> Set problem:
Count the lines below that contain the word "power" and give only the number.
* begin *
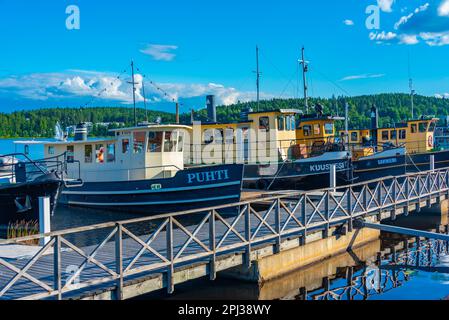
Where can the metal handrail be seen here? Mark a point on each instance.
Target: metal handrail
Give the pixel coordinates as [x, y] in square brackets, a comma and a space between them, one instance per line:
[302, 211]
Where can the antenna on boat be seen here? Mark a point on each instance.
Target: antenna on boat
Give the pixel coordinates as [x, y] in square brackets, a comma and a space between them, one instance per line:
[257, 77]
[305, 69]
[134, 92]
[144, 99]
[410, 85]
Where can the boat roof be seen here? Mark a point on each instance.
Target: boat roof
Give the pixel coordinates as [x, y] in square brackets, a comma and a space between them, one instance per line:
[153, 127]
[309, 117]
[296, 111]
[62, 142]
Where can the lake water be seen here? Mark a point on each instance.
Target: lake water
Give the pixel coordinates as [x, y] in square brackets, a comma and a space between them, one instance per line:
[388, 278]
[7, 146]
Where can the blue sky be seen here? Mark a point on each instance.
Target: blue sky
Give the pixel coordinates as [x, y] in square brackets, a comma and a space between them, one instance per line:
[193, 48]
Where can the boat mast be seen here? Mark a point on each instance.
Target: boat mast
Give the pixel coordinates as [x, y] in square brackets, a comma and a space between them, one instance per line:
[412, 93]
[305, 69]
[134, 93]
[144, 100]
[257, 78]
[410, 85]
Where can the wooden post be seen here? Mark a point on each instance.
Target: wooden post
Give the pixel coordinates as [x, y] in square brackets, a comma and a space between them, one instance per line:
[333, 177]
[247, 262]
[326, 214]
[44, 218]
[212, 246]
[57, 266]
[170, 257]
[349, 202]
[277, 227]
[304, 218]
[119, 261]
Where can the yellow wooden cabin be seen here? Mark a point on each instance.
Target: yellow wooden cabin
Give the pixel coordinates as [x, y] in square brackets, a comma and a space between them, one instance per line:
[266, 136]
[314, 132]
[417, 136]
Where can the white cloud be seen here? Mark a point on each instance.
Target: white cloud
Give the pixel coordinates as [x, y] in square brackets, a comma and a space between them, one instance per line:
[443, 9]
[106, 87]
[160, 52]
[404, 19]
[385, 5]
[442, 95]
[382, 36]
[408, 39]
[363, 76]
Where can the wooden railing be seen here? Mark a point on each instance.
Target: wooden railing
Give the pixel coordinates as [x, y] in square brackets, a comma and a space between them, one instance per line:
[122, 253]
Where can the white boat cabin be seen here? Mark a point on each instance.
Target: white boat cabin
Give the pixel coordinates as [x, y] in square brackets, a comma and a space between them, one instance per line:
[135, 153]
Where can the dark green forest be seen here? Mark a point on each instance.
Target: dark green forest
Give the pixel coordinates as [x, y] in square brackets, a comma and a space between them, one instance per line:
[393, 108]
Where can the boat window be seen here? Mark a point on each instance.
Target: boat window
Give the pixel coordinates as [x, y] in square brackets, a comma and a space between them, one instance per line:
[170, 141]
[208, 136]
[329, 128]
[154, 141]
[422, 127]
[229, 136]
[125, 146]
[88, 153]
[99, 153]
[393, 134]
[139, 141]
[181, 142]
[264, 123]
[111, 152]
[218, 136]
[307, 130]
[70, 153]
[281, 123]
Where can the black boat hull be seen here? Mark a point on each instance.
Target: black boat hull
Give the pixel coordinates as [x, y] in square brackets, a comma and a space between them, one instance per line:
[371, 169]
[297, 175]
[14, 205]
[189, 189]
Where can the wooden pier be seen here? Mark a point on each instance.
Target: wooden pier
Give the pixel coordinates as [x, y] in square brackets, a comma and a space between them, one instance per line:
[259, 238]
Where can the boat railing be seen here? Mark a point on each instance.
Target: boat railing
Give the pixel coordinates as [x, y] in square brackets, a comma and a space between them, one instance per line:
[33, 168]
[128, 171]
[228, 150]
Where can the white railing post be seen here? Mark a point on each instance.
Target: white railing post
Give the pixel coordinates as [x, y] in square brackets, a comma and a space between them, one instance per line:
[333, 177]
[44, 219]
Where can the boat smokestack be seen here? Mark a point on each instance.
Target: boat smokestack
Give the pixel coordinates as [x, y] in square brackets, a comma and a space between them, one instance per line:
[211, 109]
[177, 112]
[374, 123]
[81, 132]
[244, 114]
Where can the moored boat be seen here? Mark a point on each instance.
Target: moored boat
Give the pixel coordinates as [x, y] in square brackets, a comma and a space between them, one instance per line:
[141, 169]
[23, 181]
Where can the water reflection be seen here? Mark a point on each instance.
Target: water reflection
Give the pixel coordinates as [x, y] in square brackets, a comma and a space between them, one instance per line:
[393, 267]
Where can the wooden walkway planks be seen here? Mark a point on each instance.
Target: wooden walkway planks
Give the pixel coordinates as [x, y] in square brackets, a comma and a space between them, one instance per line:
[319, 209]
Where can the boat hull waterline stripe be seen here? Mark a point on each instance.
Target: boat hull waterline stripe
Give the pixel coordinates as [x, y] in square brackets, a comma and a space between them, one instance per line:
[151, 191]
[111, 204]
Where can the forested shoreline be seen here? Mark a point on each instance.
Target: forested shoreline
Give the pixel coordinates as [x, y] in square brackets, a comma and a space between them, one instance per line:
* end *
* begin *
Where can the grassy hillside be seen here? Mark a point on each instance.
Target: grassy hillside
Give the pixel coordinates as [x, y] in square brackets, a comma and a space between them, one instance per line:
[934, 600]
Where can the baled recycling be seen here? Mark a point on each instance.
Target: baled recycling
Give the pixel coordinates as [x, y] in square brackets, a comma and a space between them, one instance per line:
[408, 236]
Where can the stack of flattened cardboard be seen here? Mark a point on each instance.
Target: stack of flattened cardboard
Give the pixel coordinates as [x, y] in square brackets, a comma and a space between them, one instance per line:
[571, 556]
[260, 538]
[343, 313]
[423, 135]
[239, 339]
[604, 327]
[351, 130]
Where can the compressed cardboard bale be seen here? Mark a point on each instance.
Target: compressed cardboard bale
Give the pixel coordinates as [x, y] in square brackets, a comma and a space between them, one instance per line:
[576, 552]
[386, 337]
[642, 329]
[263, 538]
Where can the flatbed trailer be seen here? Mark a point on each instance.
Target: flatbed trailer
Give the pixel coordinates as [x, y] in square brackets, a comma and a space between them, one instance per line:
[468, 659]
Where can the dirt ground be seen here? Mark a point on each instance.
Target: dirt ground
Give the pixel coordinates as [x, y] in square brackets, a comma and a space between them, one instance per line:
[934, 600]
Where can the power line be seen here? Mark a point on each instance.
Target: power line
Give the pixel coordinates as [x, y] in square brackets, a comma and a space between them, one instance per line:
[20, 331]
* end *
> Task answer:
2